** Assignment **
Starting at the first line and ending at the last, output the data exactly.

** Information **
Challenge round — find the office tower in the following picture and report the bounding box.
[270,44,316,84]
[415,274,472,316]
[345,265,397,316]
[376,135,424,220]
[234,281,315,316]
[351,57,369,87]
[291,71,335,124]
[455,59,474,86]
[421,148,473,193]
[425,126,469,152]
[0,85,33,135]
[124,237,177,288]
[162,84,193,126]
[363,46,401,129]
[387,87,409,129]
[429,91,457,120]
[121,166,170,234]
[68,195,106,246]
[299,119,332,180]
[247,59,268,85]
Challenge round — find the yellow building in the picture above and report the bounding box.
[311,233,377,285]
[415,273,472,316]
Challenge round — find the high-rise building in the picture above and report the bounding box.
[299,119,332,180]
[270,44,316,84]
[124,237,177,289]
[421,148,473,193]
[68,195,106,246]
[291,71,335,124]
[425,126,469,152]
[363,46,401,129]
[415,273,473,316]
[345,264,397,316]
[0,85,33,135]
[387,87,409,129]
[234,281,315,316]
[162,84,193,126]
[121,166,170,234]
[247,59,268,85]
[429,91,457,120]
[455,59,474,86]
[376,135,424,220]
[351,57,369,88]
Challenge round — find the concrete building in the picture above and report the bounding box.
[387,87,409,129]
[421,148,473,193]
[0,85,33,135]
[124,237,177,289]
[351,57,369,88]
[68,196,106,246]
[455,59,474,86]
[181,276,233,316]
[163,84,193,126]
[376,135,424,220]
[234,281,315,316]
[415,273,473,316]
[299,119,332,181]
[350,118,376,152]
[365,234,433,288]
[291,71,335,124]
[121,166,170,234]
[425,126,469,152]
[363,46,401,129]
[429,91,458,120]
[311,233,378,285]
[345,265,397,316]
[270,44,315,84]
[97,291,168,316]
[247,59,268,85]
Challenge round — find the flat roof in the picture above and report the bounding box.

** Task solution **
Challenge round — find the office tower in the following picture and report the bounding box.
[270,44,316,84]
[415,274,472,316]
[345,265,397,316]
[376,135,424,220]
[234,281,315,316]
[351,57,369,87]
[291,71,335,124]
[455,59,474,86]
[421,148,473,193]
[425,126,469,152]
[0,85,33,135]
[124,237,177,288]
[162,84,193,126]
[363,46,401,129]
[387,87,409,129]
[429,91,457,120]
[121,166,170,234]
[68,195,106,246]
[299,119,332,180]
[247,59,268,85]
Challenge round — find the yellow building in the picture above and report the bounding box.
[311,233,377,285]
[415,273,472,316]
Challenge round — find the high-rise building in the picture above and report the bounding box.
[299,119,332,180]
[270,44,316,84]
[124,237,177,289]
[421,148,473,193]
[68,195,106,246]
[291,71,335,124]
[425,126,469,152]
[363,46,401,129]
[415,273,473,316]
[345,264,397,316]
[0,85,33,135]
[387,87,409,129]
[234,281,315,316]
[162,84,193,126]
[121,166,170,234]
[247,59,268,85]
[429,91,457,120]
[455,59,474,86]
[376,135,424,220]
[351,57,369,88]
Challenge round — find the concrete building in the picture above and report the bounding box.
[387,87,409,129]
[421,148,473,193]
[0,85,33,135]
[124,237,177,289]
[351,57,369,88]
[68,196,106,246]
[455,59,474,86]
[181,276,233,316]
[163,84,193,126]
[376,135,424,220]
[234,281,315,316]
[415,273,473,316]
[299,119,332,181]
[350,118,376,152]
[365,234,433,288]
[291,71,335,124]
[121,166,170,234]
[425,126,469,152]
[363,46,401,129]
[429,91,458,120]
[311,233,378,285]
[345,265,397,316]
[270,44,315,84]
[97,291,168,316]
[247,59,268,85]
Challenge round — find the flat roof in the picture above and report the bounding box.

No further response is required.